Work request: Rewrite the items from their start through the line containing "positive clicks: (8, 87) (7, 23) (7, 89)", inclusive, with "negative clicks" changed to "negative points" and nothing else altered. Omit the pictures from your answer.

Extracted records:
—————

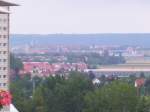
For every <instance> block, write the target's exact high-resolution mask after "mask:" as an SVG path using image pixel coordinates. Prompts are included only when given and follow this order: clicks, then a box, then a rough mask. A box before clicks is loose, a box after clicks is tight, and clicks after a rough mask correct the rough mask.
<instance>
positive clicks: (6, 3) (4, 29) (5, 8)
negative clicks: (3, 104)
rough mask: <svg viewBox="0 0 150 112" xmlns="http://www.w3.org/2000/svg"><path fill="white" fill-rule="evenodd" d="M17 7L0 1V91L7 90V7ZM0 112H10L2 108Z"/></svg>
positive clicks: (8, 87) (7, 23) (7, 89)
mask: <svg viewBox="0 0 150 112" xmlns="http://www.w3.org/2000/svg"><path fill="white" fill-rule="evenodd" d="M10 6H17V4H14V3H10V2H8V1H6V0H0V89H4V90H9V68H10V67H9V65H10V64H9V56H10V55H9V15H10V13H9V7H10ZM0 112H10V107H9V106H7V107H4V108H3V109H2V110H1V111H0Z"/></svg>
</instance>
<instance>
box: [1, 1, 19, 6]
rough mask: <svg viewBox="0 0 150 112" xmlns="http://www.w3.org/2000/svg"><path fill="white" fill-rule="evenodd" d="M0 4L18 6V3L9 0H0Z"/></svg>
mask: <svg viewBox="0 0 150 112" xmlns="http://www.w3.org/2000/svg"><path fill="white" fill-rule="evenodd" d="M0 6H18V4H15V3H12V2H9V1H7V0H0Z"/></svg>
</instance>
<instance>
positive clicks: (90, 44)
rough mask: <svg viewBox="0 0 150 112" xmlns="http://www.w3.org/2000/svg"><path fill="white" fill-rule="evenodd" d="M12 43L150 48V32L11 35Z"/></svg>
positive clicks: (21, 44)
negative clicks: (48, 34)
mask: <svg viewBox="0 0 150 112" xmlns="http://www.w3.org/2000/svg"><path fill="white" fill-rule="evenodd" d="M10 42H11V45H12V46H16V45H23V44H29V43H32V42H33V43H36V44H40V45H43V44H44V45H46V44H51V45H52V44H55V45H56V44H64V45H69V44H70V45H72V44H77V45H94V44H101V45H139V46H143V47H149V48H150V34H50V35H40V34H39V35H38V34H37V35H21V34H18V35H11V39H10Z"/></svg>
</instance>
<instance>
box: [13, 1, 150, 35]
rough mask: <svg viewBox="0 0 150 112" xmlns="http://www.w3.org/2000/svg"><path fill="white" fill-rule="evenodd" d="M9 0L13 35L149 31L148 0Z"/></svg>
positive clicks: (148, 8) (149, 30) (149, 17)
mask: <svg viewBox="0 0 150 112" xmlns="http://www.w3.org/2000/svg"><path fill="white" fill-rule="evenodd" d="M13 1H15V2H16V3H19V4H21V6H20V7H19V8H18V10H17V11H16V10H15V8H12V15H11V21H13V22H11V33H13V34H15V33H17V34H18V33H19V34H51V33H150V22H149V20H150V16H149V15H150V13H149V12H150V2H149V1H148V0H142V1H140V0H126V1H125V0H120V1H119V0H115V1H114V0H113V1H112V0H82V1H81V0H61V1H58V0H44V1H41V0H36V1H35V0H13ZM20 20H21V21H20Z"/></svg>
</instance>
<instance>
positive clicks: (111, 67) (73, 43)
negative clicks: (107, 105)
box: [11, 34, 150, 78]
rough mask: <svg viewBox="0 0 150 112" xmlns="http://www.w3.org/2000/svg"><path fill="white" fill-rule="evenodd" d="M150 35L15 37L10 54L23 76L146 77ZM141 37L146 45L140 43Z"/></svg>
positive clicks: (131, 34)
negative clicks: (92, 73)
mask: <svg viewBox="0 0 150 112" xmlns="http://www.w3.org/2000/svg"><path fill="white" fill-rule="evenodd" d="M69 36H70V37H69ZM86 36H87V38H86ZM148 36H150V35H148V34H141V35H140V36H139V35H138V37H137V35H136V34H105V35H104V34H100V35H98V34H97V35H96V34H95V35H86V34H85V35H84V34H82V35H65V34H54V35H12V38H11V43H12V45H11V52H12V54H14V55H15V57H17V58H18V59H20V60H21V61H22V62H23V69H22V70H21V71H20V74H22V75H24V74H27V73H29V74H34V75H37V76H40V77H44V76H51V75H52V76H55V75H57V74H59V75H60V74H61V75H67V74H68V73H69V72H71V71H79V72H91V71H92V72H93V73H94V74H95V76H96V77H97V78H99V77H101V76H102V75H105V76H106V77H129V76H131V75H134V76H137V77H138V76H139V75H140V74H141V72H143V73H145V75H148V74H149V73H150V69H149V66H150V47H149V46H148V44H147V40H146V39H147V37H148ZM140 38H142V39H143V43H142V42H140V43H137V42H138V40H139V41H140ZM144 38H145V40H146V41H144ZM112 43H113V44H112ZM135 43H136V44H135ZM35 71H36V73H35Z"/></svg>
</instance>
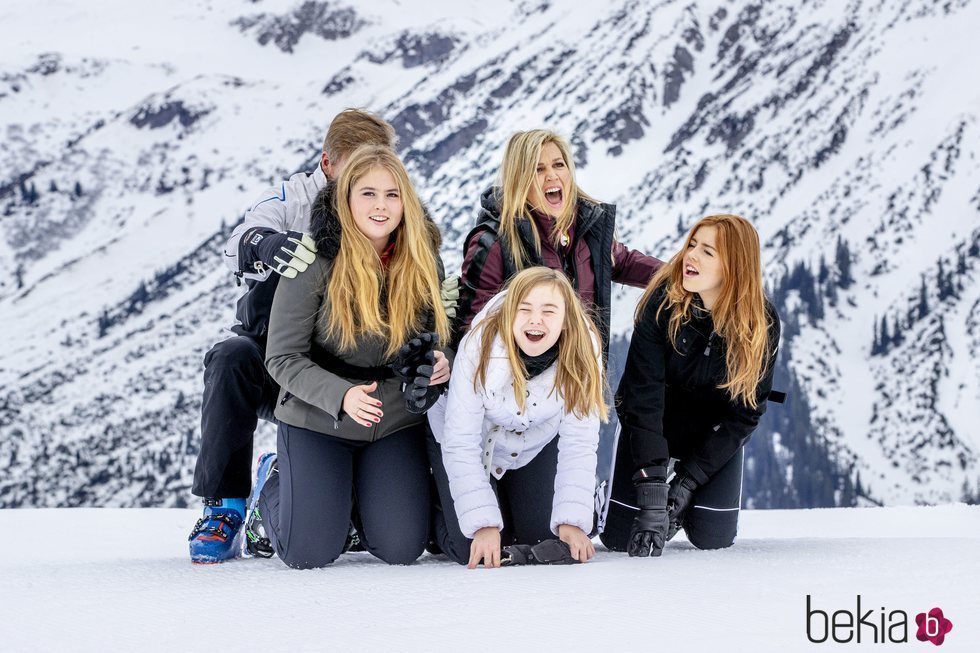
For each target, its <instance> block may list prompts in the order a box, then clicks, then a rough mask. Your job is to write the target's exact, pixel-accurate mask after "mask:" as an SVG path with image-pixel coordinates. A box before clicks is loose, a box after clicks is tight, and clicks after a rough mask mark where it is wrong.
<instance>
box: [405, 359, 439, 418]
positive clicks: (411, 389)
mask: <svg viewBox="0 0 980 653" xmlns="http://www.w3.org/2000/svg"><path fill="white" fill-rule="evenodd" d="M425 356H426V363H425V364H424V365H419V366H418V367H416V368H415V374H416V376H415V377H413V378H412V381H411V383H406V384H405V390H404V395H405V408H406V409H407V410H408V412H410V413H412V414H413V415H422V414H423V413H425V411H427V410H429V409H430V408H432V405H433V404H434V403H436V401H438V400H439V395H440V394H442V388H443V386H441V385H431V381H432V371H433V369H435V362H436V353H435V352H434V351H431V350H430V351H429V352H427V353H426V355H425Z"/></svg>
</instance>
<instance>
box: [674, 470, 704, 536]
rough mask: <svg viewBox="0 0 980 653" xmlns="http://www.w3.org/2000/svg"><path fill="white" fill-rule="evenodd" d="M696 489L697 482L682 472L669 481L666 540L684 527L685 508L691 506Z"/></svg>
mask: <svg viewBox="0 0 980 653" xmlns="http://www.w3.org/2000/svg"><path fill="white" fill-rule="evenodd" d="M696 489H698V482H697V481H695V480H694V479H693V478H691V477H690V476H688V475H687V474H684V473H680V474H677V475H676V476H674V480H672V481H671V482H670V490H669V491H668V492H667V516H668V517H669V518H670V529H669V530H668V531H667V539H668V540H670V539H672V538H673V537H674V536H675V535H677V531H679V530H680V529H681V528H683V527H684V517H686V516H687V509H688V508H690V507H691V503H692V500H693V498H694V491H695V490H696Z"/></svg>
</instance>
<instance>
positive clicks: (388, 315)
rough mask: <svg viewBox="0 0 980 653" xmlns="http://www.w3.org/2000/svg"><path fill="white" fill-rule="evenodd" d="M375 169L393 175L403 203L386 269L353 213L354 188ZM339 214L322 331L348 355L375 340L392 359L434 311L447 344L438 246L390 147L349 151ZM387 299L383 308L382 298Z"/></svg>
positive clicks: (336, 211)
mask: <svg viewBox="0 0 980 653" xmlns="http://www.w3.org/2000/svg"><path fill="white" fill-rule="evenodd" d="M374 168H383V169H384V170H387V171H388V172H390V173H391V176H392V177H394V179H395V183H396V185H397V186H398V193H399V195H400V196H401V199H402V208H403V214H402V220H401V223H400V224H399V225H398V227H397V228H396V229H395V232H394V238H395V247H394V251H393V253H392V256H391V260H390V261H389V263H388V266H387V269H383V268H382V266H381V260H380V258H379V256H378V253H377V251H375V249H374V247H373V246H372V244H371V241H370V240H368V238H367V236H365V235H364V234H362V233H361V231H360V230H359V229H358V228H357V225H356V223H355V222H354V215H353V213H351V208H350V198H351V193H352V192H353V189H354V184H356V183H357V181H358V180H359V179H360V178H361V177H363V176H364V175H366V174H368V173H369V172H370V171H371V170H372V169H374ZM335 208H336V213H337V218H338V220H339V222H340V228H341V234H342V236H341V239H340V250H339V251H338V253H337V257H336V259H335V260H334V265H333V272H332V273H331V275H330V282H329V283H328V284H327V296H328V297H329V299H330V306H331V309H332V310H330V311H324V312H323V313H322V314H321V316H320V325H321V329H322V330H323V332H324V333H325V334H326V335H327V336H328V337H331V338H333V339H335V340H336V341H337V342H339V345H340V347H339V348H340V351H342V352H343V351H351V350H353V349H354V347H355V346H356V345H357V340H358V338H359V337H361V336H364V335H375V336H379V337H382V338H386V339H387V340H388V349H387V350H386V352H385V355H386V356H392V355H393V354H394V353H395V352H397V351H398V350H399V348H401V346H402V345H403V344H405V343H406V342H408V340H409V339H410V338H412V337H413V336H414V335H415V334H416V333H418V332H419V331H421V330H422V329H423V328H427V326H426V325H425V324H424V323H423V316H424V314H425V313H426V312H427V311H431V312H432V314H433V315H434V318H435V331H436V333H438V334H439V339H440V341H441V342H443V343H445V342H447V341H448V339H449V320H448V319H447V318H446V312H445V310H444V309H443V307H442V302H441V300H440V294H439V292H440V284H439V272H438V263H437V260H436V257H437V253H436V251H435V247H436V245H434V244H433V242H432V237H431V232H430V230H429V228H428V226H427V225H426V222H427V219H426V217H425V214H424V212H423V210H422V204H421V202H420V201H419V198H418V195H416V193H415V189H414V188H413V187H412V182H411V181H410V180H409V178H408V173H407V172H406V170H405V166H404V165H402V162H401V161H400V160H399V159H398V157H397V156H396V155H395V153H394V152H392V151H391V150H390V149H388V148H387V147H382V146H377V145H364V146H362V147H359V148H358V149H356V150H355V151H354V152H353V154H351V156H350V159H349V160H348V162H347V165H346V166H344V171H343V174H341V176H340V179H339V180H338V182H337V190H336V207H335ZM379 298H382V300H384V301H385V304H384V305H382V303H381V302H380V301H379Z"/></svg>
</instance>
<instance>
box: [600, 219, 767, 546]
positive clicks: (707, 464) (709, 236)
mask: <svg viewBox="0 0 980 653" xmlns="http://www.w3.org/2000/svg"><path fill="white" fill-rule="evenodd" d="M778 343H779V316H778V315H777V314H776V311H775V309H774V308H773V306H772V304H771V303H770V302H769V301H768V300H767V299H766V298H765V295H764V294H763V285H762V265H761V261H760V248H759V236H758V234H757V233H756V231H755V229H754V228H753V227H752V225H751V224H750V223H749V222H748V221H747V220H745V219H744V218H741V217H739V216H735V215H714V216H709V217H706V218H703V219H701V220H700V221H699V222H698V223H697V224H695V225H694V227H693V228H692V229H691V231H690V233H689V234H688V237H687V239H686V241H685V243H684V246H683V248H682V250H681V251H680V252H678V253H677V254H676V255H675V256H674V257H673V258H672V259H671V260H670V262H669V263H668V264H666V265H665V266H664V267H663V268H661V270H660V271H658V272H657V274H656V275H655V276H654V278H653V279H652V280H651V281H650V285H649V286H648V287H647V290H646V292H645V293H644V295H643V298H642V299H641V300H640V303H639V305H638V306H637V310H636V327H635V330H634V332H633V338H632V341H631V342H630V349H629V355H628V357H627V360H626V370H625V372H624V373H623V377H622V380H621V382H620V385H619V391H618V393H617V395H618V396H617V399H618V401H617V403H618V405H619V418H620V423H621V426H622V432H621V435H620V441H619V448H618V451H617V455H616V467H615V473H614V477H613V478H614V480H613V490H612V500H611V502H610V508H609V514H608V517H607V520H606V527H605V530H604V532H603V533H602V536H601V539H602V542H603V543H604V544H605V545H606V547H607V548H609V549H610V550H613V551H623V550H626V551H628V552H629V554H630V555H631V556H651V555H652V556H657V555H660V553H661V552H662V550H663V547H664V544H665V542H666V541H667V540H669V539H670V538H672V537H673V536H674V534H675V533H676V532H677V531H678V530H679V529H681V528H683V529H684V530H685V533H686V534H687V537H688V540H690V541H691V543H692V544H694V545H695V546H696V547H698V548H702V549H717V548H724V547H727V546H731V545H732V543H733V542H734V540H735V534H736V530H737V527H738V511H739V506H740V501H741V485H742V453H743V452H742V448H743V446H744V445H745V442H746V441H747V440H748V439H749V437H750V436H751V435H752V432H753V431H754V430H755V428H756V426H757V425H758V423H759V418H760V417H761V416H762V414H763V413H764V412H765V410H766V400H767V397H768V394H769V391H770V390H771V388H772V374H773V367H774V364H775V360H776V349H777V346H778ZM671 458H674V459H677V461H678V462H677V463H676V465H675V467H674V472H675V474H674V477H673V480H672V481H671V482H670V484H669V485H668V484H667V482H666V481H667V466H668V462H669V460H670V459H671Z"/></svg>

—————

Problem solution:
For every <instance> block, write the target's exact high-resolution mask after "mask:" as an SVG path using image pixel coordinates. Prompts are included only when given and follow this order: clicks, then a box, then a rough mask. A box before clicks is loose, a box after clicks is tight, and clicks after a rough mask correct the rough mask.
<instance>
positive clicks: (6, 3) (4, 29) (5, 8)
negative points: (3, 104)
rough mask: <svg viewBox="0 0 150 112" xmlns="http://www.w3.org/2000/svg"><path fill="white" fill-rule="evenodd" d="M17 7L0 1V91L7 90V7ZM0 112H10L2 108Z"/></svg>
positive clicks: (8, 87) (7, 23) (7, 89)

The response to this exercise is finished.